====== Excerpted data

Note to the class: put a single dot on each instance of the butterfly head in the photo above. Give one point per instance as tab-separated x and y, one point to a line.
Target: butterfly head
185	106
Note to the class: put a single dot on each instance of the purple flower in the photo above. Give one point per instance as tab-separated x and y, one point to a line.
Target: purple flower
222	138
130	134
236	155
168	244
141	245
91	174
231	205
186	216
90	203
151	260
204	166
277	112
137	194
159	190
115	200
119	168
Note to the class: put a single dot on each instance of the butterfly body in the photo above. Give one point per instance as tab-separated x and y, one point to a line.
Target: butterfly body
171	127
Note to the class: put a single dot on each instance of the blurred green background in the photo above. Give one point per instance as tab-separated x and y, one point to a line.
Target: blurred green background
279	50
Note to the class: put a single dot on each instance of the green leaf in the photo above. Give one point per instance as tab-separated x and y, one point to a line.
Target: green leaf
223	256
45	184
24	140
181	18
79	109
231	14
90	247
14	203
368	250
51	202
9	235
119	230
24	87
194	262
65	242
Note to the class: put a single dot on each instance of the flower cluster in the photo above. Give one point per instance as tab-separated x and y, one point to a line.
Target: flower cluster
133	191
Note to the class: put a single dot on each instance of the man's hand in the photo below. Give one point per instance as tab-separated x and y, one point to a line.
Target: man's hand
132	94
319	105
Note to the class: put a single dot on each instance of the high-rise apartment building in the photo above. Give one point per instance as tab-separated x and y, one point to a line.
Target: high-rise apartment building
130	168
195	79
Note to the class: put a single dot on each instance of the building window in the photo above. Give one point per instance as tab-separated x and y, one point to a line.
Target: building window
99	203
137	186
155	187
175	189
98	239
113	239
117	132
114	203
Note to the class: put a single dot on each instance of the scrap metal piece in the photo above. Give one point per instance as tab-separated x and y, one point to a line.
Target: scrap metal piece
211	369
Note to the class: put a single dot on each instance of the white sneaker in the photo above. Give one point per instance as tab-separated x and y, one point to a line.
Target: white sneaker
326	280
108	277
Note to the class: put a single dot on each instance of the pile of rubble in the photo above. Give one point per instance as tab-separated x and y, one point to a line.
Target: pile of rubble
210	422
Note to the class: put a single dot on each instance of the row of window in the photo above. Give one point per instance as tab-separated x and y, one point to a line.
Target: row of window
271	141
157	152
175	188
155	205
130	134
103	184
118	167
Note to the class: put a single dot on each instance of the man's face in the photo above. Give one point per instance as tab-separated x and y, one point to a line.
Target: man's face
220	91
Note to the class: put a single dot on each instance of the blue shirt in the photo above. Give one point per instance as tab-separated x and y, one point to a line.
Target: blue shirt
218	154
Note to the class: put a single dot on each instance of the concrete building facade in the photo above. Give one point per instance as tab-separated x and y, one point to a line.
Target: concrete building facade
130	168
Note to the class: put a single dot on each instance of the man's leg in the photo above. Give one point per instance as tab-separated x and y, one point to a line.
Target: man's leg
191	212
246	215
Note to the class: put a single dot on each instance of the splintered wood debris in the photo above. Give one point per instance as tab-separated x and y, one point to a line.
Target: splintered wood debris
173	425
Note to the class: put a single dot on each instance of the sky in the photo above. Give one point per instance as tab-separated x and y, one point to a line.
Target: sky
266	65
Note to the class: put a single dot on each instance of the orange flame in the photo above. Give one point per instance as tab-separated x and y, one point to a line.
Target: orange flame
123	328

============

• **Written instruction**: Repeat, with no changes, each line from the one with "the man's leg" to the end of the listing, including both ends and nothing else.

• **Correct result**:
Note to the class: put a single dot on each instance of the man's leg in the photo above. Give one point per instance as tab-separated x and y, one point to a line.
Target: man's leg
191	212
246	215
Note to the class: put a single dot on each instance of the splintered wood debris in the photo above. Give one point per instance as tab-separated x and y, one point to a line.
Target: splintered wood debris
173	425
Note to the class: put a single dot on each instance of the sky in the photo above. Give one point per instance as tab-separated x and y, one point to a line.
Target: sky
266	65
Note to the class: put a single dot on each instance of the orange flame in the photo above. Give one point per instance as tab-separated x and y, one point to a line.
Target: orange flame
123	328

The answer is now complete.